**THE PROBLEM**. What you return must match the entries exactly, except that the pictures are gone.

----

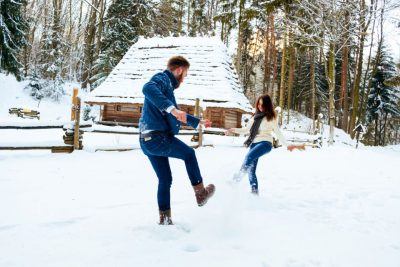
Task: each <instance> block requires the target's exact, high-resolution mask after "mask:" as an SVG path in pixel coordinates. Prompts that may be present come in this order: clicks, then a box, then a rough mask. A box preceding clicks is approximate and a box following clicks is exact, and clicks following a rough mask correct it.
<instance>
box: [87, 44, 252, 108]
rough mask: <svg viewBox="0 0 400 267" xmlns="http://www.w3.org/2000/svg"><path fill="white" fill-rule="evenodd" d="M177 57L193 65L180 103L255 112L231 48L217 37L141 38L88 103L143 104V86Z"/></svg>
mask: <svg viewBox="0 0 400 267" xmlns="http://www.w3.org/2000/svg"><path fill="white" fill-rule="evenodd" d="M176 55H182V56H184V57H186V58H187V59H188V61H189V62H190V64H191V66H190V69H189V73H188V76H187V77H186V78H185V81H184V83H183V84H182V85H181V87H182V88H179V90H177V91H176V93H175V94H176V98H177V101H178V102H179V103H181V104H190V105H194V99H195V98H200V99H203V100H204V101H203V104H204V107H226V108H239V109H241V110H244V111H251V105H250V103H249V101H248V100H247V98H246V97H245V96H244V94H243V89H242V87H241V85H240V83H239V81H238V77H237V75H236V72H235V71H234V68H233V65H232V62H231V59H230V58H229V56H228V54H227V48H226V47H225V46H224V44H223V43H222V42H221V41H220V40H219V39H218V38H217V37H213V38H209V37H166V38H159V37H154V38H149V39H145V38H140V39H139V41H138V42H137V43H136V44H134V45H133V46H132V47H131V48H130V49H129V50H128V52H127V53H126V54H125V56H124V57H123V59H122V60H121V61H120V62H119V63H118V65H117V66H116V67H115V68H114V70H113V71H112V72H111V73H110V75H109V76H108V77H107V79H106V80H105V81H104V82H103V83H102V84H101V85H100V86H99V87H98V88H96V89H95V90H94V91H93V92H91V93H90V94H89V95H88V97H87V98H85V101H86V102H110V103H143V94H142V88H143V85H144V84H145V83H146V82H148V81H149V79H150V78H151V77H152V76H153V75H154V74H156V73H157V72H160V71H163V70H164V69H165V68H166V65H167V62H168V59H169V58H170V57H172V56H176ZM207 100H208V101H207ZM212 101H214V102H212ZM215 101H221V103H215Z"/></svg>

----

**THE COMPLETED TASK**.
Task: each <instance> block requires the target's exact, high-resolution mask after "mask:" as an SVG path in pixel coordinates. Prompts that may be present come in this order: clicks, then a box, then a rough mask. A box preceding clicks is approximate and a box following clicks is exact, and clicks following a rough mask correct it.
<instance>
box: [87, 44, 252, 108]
rough mask: <svg viewBox="0 0 400 267" xmlns="http://www.w3.org/2000/svg"><path fill="white" fill-rule="evenodd" d="M177 57L193 65L180 103L255 112L231 48L217 37L141 38L88 103L143 104V86Z"/></svg>
mask: <svg viewBox="0 0 400 267" xmlns="http://www.w3.org/2000/svg"><path fill="white" fill-rule="evenodd" d="M176 55H182V56H184V57H186V58H187V59H188V61H189V62H190V64H191V66H190V69H189V73H188V76H187V77H186V78H185V81H184V83H183V84H182V85H181V87H182V88H179V90H177V91H176V93H175V94H176V98H177V101H178V102H179V103H181V104H190V105H194V99H195V98H200V99H203V100H204V101H203V104H204V107H226V108H239V109H241V110H244V111H251V105H250V103H249V101H248V100H247V98H246V97H245V96H244V94H243V89H242V87H241V85H240V83H239V81H238V77H237V75H236V72H235V71H234V68H233V65H232V62H231V59H230V58H229V56H228V54H227V48H226V47H225V46H224V44H223V43H222V42H221V41H220V40H219V39H218V38H217V37H213V38H209V37H166V38H159V37H154V38H149V39H145V38H140V39H139V41H138V42H137V43H136V44H134V45H133V46H132V47H131V48H130V49H129V50H128V52H127V53H126V54H125V56H124V57H123V59H122V60H121V61H120V62H119V63H118V65H117V66H116V67H115V68H114V70H113V71H112V72H111V73H110V75H109V76H108V77H107V79H106V80H105V81H104V82H103V83H102V84H101V85H100V86H99V87H98V88H96V89H95V90H94V91H93V92H91V93H90V94H89V95H88V97H87V98H85V101H86V102H110V103H143V94H142V88H143V85H144V84H145V83H146V82H148V81H149V79H150V78H151V77H152V76H153V75H154V74H156V73H157V72H160V71H163V70H164V69H165V68H166V65H167V62H168V59H169V58H170V57H172V56H176ZM207 100H208V101H207ZM212 101H214V102H212ZM215 101H221V103H215Z"/></svg>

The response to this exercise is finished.